→ Texto de lectura
Hay puertas que no se abren y nunca es bueno entrar por la ventana. Amenaza lluvia. Reguero de truenos. Relámpagos tirados. Manojo de gotas. Escucho a Jorge Drexler cantando la Edad del cielo, que alguna vez le oí a Lala. Calma, todo está en calma. Deja que el beso dure. Deja que el tiempo cure. Deja que el alma tenga la misma edad que la edad del cielo.
La vida es un pasillo lleno de puertas, pienso. Puertas negras, puertas blancas, puertas de colores. Puertas. Unas que se abren, otras que se cierran, algunas entreabiertas. He entrado a través de muchas y he tenido que salir huyendo. En otras, en las que he sido muy feliz, tampoco me he quedado. Que tontería. Y otras que no he querido ver. Todas las agradezco y las bendigo. Ya no están. Me queda el pasillo.
Voy a tientas. Ya no quiero estar tocando las aldabas. Debe ser la paz que tengo. O la guerra que vivo. Mi claridad o mi locura. No importa ya. Al final del pasillo hay una luz. No sé si es el purgatorio. O un bombillo. Ahora camino despacio. Las oportunidades- las puertas- se acaban. O tal vez me quedan las que son.
Ahora escucho a Alejandro Lerner: Volver a empezar, que aun no termina juego. Volver a empezar, que no se apague el fuego queda mucho por andar y que mañana será un día nuevo bajo el sol. Y si la vida fuera como la letra de las canciones, tal vez todo sería más fácil, pero cómo reconocer si el tren que pasa es el que esperamos hace tiempo. ¿Y si no es? ¿Y si me estrello? ¿Y si me va mal? ¿Y si vuelvo a fracasar? Todo es cierto, porque todo puede ser peor. O no.

→ Datos de trabajo
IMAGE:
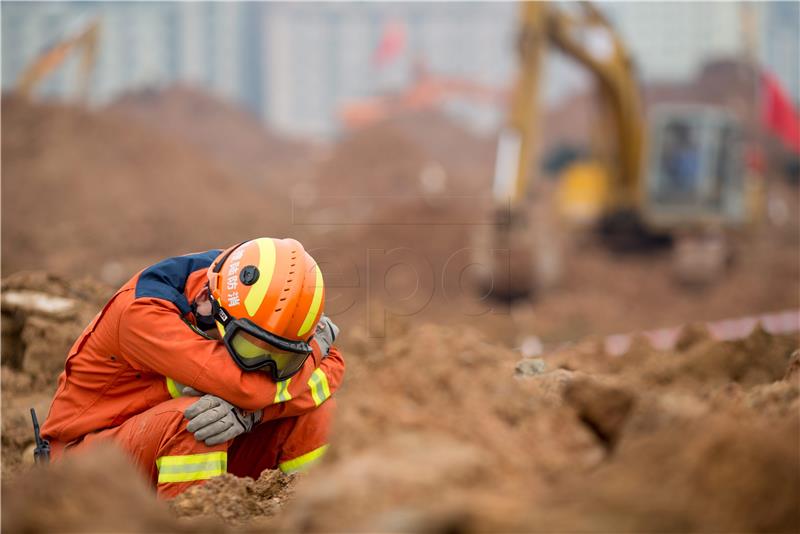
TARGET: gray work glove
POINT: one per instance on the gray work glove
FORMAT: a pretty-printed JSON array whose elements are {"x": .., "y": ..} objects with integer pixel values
[
  {"x": 214, "y": 420},
  {"x": 326, "y": 334}
]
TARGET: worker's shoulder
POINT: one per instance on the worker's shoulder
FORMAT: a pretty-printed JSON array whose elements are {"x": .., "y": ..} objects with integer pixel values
[{"x": 167, "y": 279}]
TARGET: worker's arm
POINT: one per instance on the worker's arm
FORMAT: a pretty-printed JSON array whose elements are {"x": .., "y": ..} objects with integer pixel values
[
  {"x": 305, "y": 394},
  {"x": 154, "y": 337}
]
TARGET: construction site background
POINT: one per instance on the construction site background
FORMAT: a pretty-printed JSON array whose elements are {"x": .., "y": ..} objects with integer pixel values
[{"x": 459, "y": 413}]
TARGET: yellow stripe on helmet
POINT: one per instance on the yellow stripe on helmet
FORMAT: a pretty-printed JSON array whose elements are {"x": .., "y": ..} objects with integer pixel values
[
  {"x": 191, "y": 467},
  {"x": 316, "y": 302},
  {"x": 266, "y": 267}
]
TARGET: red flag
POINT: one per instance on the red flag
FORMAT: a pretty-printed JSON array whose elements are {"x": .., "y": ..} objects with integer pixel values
[
  {"x": 392, "y": 44},
  {"x": 779, "y": 115}
]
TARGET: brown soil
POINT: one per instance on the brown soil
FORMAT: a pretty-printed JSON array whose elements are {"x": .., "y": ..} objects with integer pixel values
[
  {"x": 435, "y": 430},
  {"x": 91, "y": 193}
]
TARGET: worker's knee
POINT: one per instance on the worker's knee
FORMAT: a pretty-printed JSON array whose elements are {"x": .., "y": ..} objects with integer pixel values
[{"x": 171, "y": 411}]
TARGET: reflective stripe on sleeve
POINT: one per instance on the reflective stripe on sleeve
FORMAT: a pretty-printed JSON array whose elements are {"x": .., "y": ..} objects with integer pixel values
[
  {"x": 191, "y": 467},
  {"x": 301, "y": 463},
  {"x": 318, "y": 383},
  {"x": 282, "y": 394},
  {"x": 173, "y": 388}
]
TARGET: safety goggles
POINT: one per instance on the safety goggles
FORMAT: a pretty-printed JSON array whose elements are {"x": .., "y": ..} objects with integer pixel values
[{"x": 254, "y": 348}]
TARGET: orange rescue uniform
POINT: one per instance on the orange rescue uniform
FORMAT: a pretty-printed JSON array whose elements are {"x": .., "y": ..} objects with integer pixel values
[{"x": 122, "y": 377}]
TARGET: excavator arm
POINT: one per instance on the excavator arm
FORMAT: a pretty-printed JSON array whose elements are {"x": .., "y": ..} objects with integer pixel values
[
  {"x": 49, "y": 60},
  {"x": 591, "y": 40}
]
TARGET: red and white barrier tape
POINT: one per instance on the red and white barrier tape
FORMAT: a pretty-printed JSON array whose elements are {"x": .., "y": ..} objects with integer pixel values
[{"x": 784, "y": 322}]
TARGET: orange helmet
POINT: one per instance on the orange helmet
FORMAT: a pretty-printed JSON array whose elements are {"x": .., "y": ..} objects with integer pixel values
[{"x": 267, "y": 297}]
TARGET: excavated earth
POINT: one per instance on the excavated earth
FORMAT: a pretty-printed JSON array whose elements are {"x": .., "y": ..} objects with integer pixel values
[
  {"x": 440, "y": 429},
  {"x": 442, "y": 424}
]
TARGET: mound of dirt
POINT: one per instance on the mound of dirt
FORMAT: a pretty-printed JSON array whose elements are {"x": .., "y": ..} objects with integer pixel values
[
  {"x": 233, "y": 138},
  {"x": 93, "y": 193},
  {"x": 435, "y": 430},
  {"x": 42, "y": 315},
  {"x": 236, "y": 500},
  {"x": 98, "y": 492},
  {"x": 434, "y": 433}
]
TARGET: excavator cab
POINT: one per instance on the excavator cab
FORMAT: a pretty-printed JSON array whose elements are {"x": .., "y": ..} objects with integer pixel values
[{"x": 694, "y": 174}]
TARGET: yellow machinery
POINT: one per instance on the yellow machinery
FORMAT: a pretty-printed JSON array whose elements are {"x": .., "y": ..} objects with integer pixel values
[
  {"x": 86, "y": 40},
  {"x": 679, "y": 174}
]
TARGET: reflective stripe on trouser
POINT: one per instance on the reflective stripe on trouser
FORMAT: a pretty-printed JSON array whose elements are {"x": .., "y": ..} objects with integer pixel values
[
  {"x": 301, "y": 463},
  {"x": 191, "y": 467},
  {"x": 160, "y": 433}
]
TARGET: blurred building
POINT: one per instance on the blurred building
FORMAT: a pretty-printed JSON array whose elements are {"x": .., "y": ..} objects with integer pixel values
[{"x": 296, "y": 63}]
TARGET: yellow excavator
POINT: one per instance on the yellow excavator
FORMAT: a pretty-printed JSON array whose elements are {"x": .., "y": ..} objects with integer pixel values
[
  {"x": 85, "y": 40},
  {"x": 677, "y": 175}
]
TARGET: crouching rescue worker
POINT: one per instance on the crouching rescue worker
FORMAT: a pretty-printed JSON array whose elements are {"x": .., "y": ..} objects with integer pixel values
[{"x": 243, "y": 330}]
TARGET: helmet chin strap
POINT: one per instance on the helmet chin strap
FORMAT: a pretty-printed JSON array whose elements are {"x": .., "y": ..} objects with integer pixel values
[{"x": 204, "y": 322}]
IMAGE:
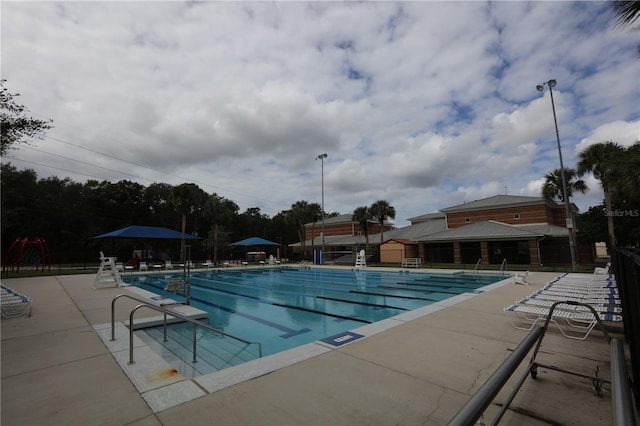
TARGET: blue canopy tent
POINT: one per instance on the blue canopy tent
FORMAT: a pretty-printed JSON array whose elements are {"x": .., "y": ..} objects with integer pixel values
[
  {"x": 253, "y": 241},
  {"x": 146, "y": 233}
]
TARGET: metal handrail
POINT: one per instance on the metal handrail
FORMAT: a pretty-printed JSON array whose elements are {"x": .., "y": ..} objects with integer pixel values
[
  {"x": 503, "y": 267},
  {"x": 479, "y": 402},
  {"x": 166, "y": 312},
  {"x": 478, "y": 263}
]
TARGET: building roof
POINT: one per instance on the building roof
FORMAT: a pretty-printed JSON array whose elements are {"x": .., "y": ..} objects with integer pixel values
[
  {"x": 498, "y": 201},
  {"x": 340, "y": 219},
  {"x": 428, "y": 216},
  {"x": 414, "y": 232},
  {"x": 546, "y": 229},
  {"x": 482, "y": 231}
]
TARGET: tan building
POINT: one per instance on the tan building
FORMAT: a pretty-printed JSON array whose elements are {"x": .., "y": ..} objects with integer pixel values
[{"x": 516, "y": 229}]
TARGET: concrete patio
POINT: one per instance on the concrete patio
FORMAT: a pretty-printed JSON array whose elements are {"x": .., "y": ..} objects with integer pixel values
[{"x": 57, "y": 370}]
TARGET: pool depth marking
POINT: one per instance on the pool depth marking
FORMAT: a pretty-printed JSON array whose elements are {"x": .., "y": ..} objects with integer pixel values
[{"x": 342, "y": 338}]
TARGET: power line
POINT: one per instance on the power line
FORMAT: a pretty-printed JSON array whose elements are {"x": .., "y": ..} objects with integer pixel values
[{"x": 149, "y": 168}]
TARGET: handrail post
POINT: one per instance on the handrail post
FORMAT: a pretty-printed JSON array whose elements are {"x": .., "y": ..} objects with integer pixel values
[
  {"x": 166, "y": 312},
  {"x": 194, "y": 343},
  {"x": 474, "y": 408},
  {"x": 620, "y": 394},
  {"x": 165, "y": 327}
]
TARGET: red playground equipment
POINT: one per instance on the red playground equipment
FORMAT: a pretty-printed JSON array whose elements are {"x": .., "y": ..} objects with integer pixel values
[{"x": 28, "y": 254}]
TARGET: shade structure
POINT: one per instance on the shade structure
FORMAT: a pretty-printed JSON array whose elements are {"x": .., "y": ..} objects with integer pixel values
[
  {"x": 254, "y": 241},
  {"x": 149, "y": 232}
]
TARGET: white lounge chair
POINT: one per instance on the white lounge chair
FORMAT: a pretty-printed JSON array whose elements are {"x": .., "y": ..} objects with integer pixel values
[
  {"x": 14, "y": 304},
  {"x": 601, "y": 308},
  {"x": 602, "y": 271},
  {"x": 560, "y": 298},
  {"x": 521, "y": 278},
  {"x": 575, "y": 325}
]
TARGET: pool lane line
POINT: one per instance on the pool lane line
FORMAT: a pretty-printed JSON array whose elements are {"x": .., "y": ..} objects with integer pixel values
[
  {"x": 265, "y": 285},
  {"x": 300, "y": 308},
  {"x": 213, "y": 281},
  {"x": 363, "y": 303},
  {"x": 289, "y": 332},
  {"x": 436, "y": 291},
  {"x": 271, "y": 302},
  {"x": 397, "y": 296},
  {"x": 440, "y": 281}
]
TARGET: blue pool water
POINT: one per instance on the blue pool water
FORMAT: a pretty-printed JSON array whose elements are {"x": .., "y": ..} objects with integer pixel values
[{"x": 287, "y": 307}]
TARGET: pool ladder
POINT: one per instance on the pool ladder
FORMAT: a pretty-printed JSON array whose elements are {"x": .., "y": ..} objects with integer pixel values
[{"x": 196, "y": 324}]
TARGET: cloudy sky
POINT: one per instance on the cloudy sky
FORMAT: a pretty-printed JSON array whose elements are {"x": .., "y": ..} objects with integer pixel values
[{"x": 423, "y": 104}]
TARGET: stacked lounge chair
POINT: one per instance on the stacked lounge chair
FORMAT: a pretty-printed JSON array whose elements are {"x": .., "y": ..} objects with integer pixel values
[
  {"x": 573, "y": 318},
  {"x": 14, "y": 304}
]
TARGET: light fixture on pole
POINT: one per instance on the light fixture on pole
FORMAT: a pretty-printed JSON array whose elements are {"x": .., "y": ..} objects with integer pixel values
[
  {"x": 321, "y": 157},
  {"x": 565, "y": 195}
]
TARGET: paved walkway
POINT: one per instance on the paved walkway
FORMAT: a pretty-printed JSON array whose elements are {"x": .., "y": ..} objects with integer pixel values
[{"x": 56, "y": 370}]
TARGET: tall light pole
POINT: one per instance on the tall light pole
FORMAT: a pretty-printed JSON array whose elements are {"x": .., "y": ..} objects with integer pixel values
[
  {"x": 321, "y": 157},
  {"x": 572, "y": 248}
]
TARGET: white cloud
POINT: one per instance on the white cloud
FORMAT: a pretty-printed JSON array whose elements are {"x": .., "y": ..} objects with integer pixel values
[{"x": 424, "y": 104}]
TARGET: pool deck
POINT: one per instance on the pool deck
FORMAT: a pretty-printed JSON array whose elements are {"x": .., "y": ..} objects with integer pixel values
[{"x": 59, "y": 369}]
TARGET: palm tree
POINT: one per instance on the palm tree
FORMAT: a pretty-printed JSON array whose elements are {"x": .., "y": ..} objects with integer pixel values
[
  {"x": 221, "y": 211},
  {"x": 362, "y": 216},
  {"x": 186, "y": 197},
  {"x": 626, "y": 13},
  {"x": 300, "y": 214},
  {"x": 552, "y": 187},
  {"x": 629, "y": 183},
  {"x": 381, "y": 210},
  {"x": 602, "y": 160}
]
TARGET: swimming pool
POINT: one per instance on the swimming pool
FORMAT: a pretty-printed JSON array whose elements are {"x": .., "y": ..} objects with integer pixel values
[{"x": 286, "y": 307}]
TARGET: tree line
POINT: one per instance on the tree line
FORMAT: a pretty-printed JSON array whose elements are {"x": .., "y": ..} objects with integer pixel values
[
  {"x": 617, "y": 219},
  {"x": 68, "y": 214}
]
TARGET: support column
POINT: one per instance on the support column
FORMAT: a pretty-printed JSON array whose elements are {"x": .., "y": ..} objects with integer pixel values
[
  {"x": 456, "y": 252},
  {"x": 484, "y": 252},
  {"x": 534, "y": 257}
]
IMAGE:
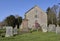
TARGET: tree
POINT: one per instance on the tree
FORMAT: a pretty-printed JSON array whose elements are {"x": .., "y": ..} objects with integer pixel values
[
  {"x": 10, "y": 21},
  {"x": 59, "y": 18}
]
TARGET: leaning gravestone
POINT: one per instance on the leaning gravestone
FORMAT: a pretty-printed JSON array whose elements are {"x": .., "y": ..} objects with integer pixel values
[
  {"x": 44, "y": 28},
  {"x": 15, "y": 30},
  {"x": 51, "y": 28},
  {"x": 9, "y": 31},
  {"x": 57, "y": 30}
]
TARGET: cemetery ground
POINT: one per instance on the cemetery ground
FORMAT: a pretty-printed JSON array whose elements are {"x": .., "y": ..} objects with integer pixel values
[{"x": 34, "y": 36}]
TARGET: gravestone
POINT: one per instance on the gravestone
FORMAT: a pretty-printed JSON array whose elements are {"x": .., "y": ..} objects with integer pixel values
[
  {"x": 9, "y": 31},
  {"x": 15, "y": 30},
  {"x": 24, "y": 26},
  {"x": 57, "y": 30},
  {"x": 51, "y": 28},
  {"x": 44, "y": 28}
]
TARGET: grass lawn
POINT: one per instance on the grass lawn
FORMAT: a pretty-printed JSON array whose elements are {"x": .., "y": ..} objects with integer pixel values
[{"x": 34, "y": 36}]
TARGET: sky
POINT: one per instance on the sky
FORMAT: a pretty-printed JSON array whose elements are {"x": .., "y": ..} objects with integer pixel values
[{"x": 19, "y": 7}]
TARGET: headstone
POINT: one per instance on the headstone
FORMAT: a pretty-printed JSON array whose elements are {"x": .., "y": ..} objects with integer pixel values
[
  {"x": 15, "y": 30},
  {"x": 57, "y": 30},
  {"x": 44, "y": 28},
  {"x": 9, "y": 31},
  {"x": 24, "y": 26},
  {"x": 51, "y": 28}
]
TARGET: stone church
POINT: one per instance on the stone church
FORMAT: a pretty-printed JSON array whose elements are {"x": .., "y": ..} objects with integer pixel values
[{"x": 34, "y": 16}]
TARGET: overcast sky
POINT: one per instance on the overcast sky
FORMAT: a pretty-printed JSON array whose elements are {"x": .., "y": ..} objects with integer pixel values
[{"x": 19, "y": 7}]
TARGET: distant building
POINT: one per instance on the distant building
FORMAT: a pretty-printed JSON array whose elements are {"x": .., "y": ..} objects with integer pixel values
[{"x": 35, "y": 15}]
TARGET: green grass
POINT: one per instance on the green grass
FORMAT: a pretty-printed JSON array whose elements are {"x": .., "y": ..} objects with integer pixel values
[{"x": 34, "y": 36}]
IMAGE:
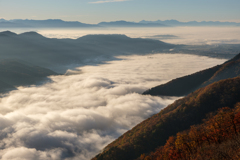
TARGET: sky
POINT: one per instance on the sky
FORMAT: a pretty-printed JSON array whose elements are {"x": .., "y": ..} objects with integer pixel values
[{"x": 95, "y": 11}]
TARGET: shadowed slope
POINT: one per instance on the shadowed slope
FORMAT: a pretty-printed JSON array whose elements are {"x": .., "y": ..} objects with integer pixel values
[
  {"x": 179, "y": 116},
  {"x": 187, "y": 84}
]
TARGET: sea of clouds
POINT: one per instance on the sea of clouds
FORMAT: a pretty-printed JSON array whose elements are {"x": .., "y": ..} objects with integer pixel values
[{"x": 76, "y": 115}]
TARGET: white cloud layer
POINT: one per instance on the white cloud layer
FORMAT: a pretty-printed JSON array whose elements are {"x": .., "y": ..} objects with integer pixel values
[
  {"x": 109, "y": 1},
  {"x": 78, "y": 114}
]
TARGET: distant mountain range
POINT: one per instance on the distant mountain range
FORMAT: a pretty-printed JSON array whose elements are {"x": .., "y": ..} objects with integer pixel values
[
  {"x": 191, "y": 23},
  {"x": 187, "y": 84},
  {"x": 191, "y": 110},
  {"x": 57, "y": 23}
]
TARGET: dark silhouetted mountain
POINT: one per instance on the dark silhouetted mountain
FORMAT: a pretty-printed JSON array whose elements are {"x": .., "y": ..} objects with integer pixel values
[
  {"x": 59, "y": 54},
  {"x": 187, "y": 84},
  {"x": 58, "y": 23},
  {"x": 129, "y": 24},
  {"x": 177, "y": 117},
  {"x": 191, "y": 23},
  {"x": 14, "y": 73}
]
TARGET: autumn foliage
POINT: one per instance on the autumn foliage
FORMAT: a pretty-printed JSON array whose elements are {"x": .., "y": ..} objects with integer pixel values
[
  {"x": 217, "y": 138},
  {"x": 177, "y": 117}
]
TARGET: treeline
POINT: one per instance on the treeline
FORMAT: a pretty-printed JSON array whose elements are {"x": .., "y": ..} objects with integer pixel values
[
  {"x": 177, "y": 117},
  {"x": 217, "y": 138}
]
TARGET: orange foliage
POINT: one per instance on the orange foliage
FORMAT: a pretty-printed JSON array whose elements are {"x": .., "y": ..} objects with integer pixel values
[{"x": 203, "y": 141}]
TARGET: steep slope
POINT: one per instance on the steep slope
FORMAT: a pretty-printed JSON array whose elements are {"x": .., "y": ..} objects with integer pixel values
[
  {"x": 179, "y": 116},
  {"x": 216, "y": 138},
  {"x": 187, "y": 84}
]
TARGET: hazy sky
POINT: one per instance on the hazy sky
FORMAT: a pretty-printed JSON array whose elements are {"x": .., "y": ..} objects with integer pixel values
[{"x": 94, "y": 11}]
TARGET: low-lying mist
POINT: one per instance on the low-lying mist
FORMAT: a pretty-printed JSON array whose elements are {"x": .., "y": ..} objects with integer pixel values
[{"x": 76, "y": 115}]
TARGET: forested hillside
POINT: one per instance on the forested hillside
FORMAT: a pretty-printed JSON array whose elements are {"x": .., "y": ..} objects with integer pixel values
[
  {"x": 177, "y": 117},
  {"x": 187, "y": 84}
]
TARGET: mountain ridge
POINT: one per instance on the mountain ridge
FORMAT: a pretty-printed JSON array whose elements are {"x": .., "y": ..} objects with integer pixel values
[
  {"x": 179, "y": 116},
  {"x": 58, "y": 23},
  {"x": 187, "y": 84}
]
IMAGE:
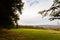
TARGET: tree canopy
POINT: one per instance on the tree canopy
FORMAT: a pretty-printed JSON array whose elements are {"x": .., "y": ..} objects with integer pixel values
[
  {"x": 54, "y": 9},
  {"x": 8, "y": 16}
]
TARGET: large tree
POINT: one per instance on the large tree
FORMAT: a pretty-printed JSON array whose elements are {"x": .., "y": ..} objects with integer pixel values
[
  {"x": 54, "y": 10},
  {"x": 8, "y": 9}
]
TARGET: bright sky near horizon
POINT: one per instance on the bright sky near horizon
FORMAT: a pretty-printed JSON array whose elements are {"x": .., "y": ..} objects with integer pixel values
[{"x": 30, "y": 14}]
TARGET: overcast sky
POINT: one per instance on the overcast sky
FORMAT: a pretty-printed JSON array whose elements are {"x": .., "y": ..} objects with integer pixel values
[{"x": 30, "y": 14}]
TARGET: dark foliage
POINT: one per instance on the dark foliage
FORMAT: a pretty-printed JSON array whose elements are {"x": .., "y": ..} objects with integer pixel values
[{"x": 8, "y": 16}]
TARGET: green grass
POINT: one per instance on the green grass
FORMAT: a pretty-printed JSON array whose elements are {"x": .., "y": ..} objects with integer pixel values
[{"x": 29, "y": 34}]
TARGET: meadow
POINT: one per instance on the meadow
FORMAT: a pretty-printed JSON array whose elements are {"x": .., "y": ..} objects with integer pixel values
[{"x": 29, "y": 34}]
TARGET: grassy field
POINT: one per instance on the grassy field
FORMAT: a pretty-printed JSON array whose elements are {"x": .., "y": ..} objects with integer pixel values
[{"x": 29, "y": 34}]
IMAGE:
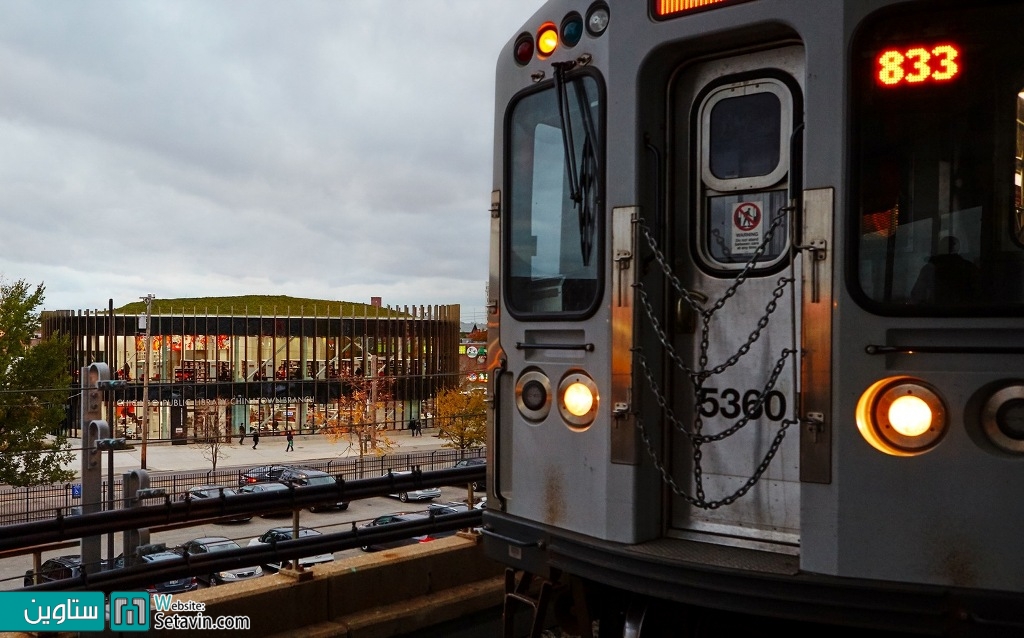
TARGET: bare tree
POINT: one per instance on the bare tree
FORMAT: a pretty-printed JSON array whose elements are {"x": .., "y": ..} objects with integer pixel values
[
  {"x": 210, "y": 435},
  {"x": 361, "y": 401}
]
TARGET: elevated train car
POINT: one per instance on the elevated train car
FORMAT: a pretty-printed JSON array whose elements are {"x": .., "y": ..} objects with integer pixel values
[{"x": 757, "y": 294}]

→ Ejercicios
[1] Filtra las filas y copia todas las líneas que contengan la palabra "dirt", distinguiendo mayúsculas de minúsculas.
[2] Reanuda el texto sobre las puertas y el pasillo de la vida a partir del punto en que se detiene.

→ Soluciones
[1]
TARGET: mound of dirt
POINT: one per instance on the mound of dirt

[2]
Ver una oportunidad es como reconocer a Dios en un mendigo o verlo en una oruga que se vuelve mariposa. Como la ruta B 50, pasan muy de vez en cuando y a veces ni siquiera. Debo montarme cuando es, sin culillo, sin miedo, con sospechas o con dudas, pero arriba, porque en esa estación se han marchitado los viajeros indecisos. Una cosa es el miedo. Otra el desgano y a veces lo bueno es lo que pasa y no lo que yo espero. Entrar sabiendo que lo que quiero está ahí como un mango bajito al alcance de la mano. Arrepentirme después no es una opción, no porque no se pueda, sino porque me condena a la tristeza y el hubiera es tan solo un pretérito imperfecto.
Si a mi edad y con toda mi experiencia no lo puedo ver, estoy jodido y me merezco lo malo que me pasa. Si me gana el miedo y los culillos, no tengo el derecho de llorar. Si me domina el ego y el orgullo, no me queda más que los lamentos. Si me quedo pensando en lo que fue, merecida tengo la congoja porque a veces de lo que se trata es de saber recoger los pedacitos. Sin empujar las puertas, sin tocar aldabas. Basta abrir los ojos y hacer lo que nos diga el corazón. Las personas se demoran, pero siempre llegan.
Tocan a mi puerta. Es Lala.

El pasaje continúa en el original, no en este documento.